• **YOUR INSTRUCTIONS**: Swap "a single point" for "one point" everywhere it appears in the material below, and write out the rest with no other changes. Don't include the pictures.

--

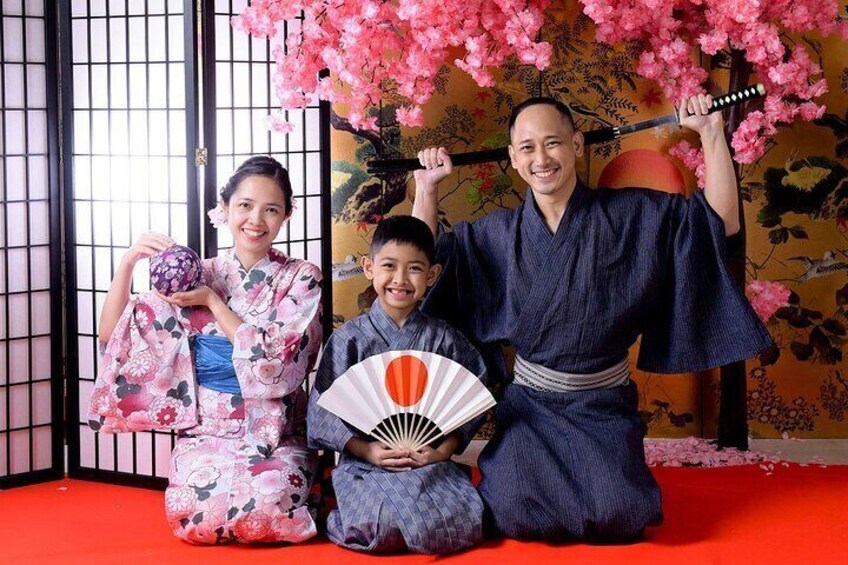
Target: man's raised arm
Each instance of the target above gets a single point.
(437, 165)
(720, 186)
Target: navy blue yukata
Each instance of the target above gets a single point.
(622, 263)
(431, 509)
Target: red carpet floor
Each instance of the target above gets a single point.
(735, 515)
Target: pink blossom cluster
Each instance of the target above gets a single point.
(672, 29)
(767, 297)
(699, 452)
(389, 50)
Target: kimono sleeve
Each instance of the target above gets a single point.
(272, 358)
(146, 379)
(448, 299)
(325, 430)
(700, 317)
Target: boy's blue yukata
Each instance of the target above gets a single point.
(622, 263)
(431, 509)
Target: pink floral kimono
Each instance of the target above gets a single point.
(240, 469)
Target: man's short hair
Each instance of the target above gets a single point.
(404, 230)
(563, 110)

--

• **FULL ANSWER**:
Target: man's raised arm
Each instance of the target above gets one point.
(437, 165)
(720, 186)
Target: navy blue yukata
Each instance of the target above gets one point.
(622, 263)
(431, 509)
Target: red carpet floor
Each instance of the target above gets one point.
(735, 515)
Target: pink blossom cluster
Each instance of the target above gets one point.
(672, 29)
(767, 297)
(699, 452)
(389, 50)
Target: kimono sleeve
Each instance of the target above gets one point.
(272, 358)
(146, 379)
(448, 299)
(325, 430)
(700, 317)
Target: boy's blue yukata
Each instance of the target above gets one point.
(622, 263)
(431, 509)
Target: pink floral kimono
Each instance of the target above gets one point.
(240, 469)
Target: man's short hair
Each instance of the target above gets one point.
(404, 230)
(563, 110)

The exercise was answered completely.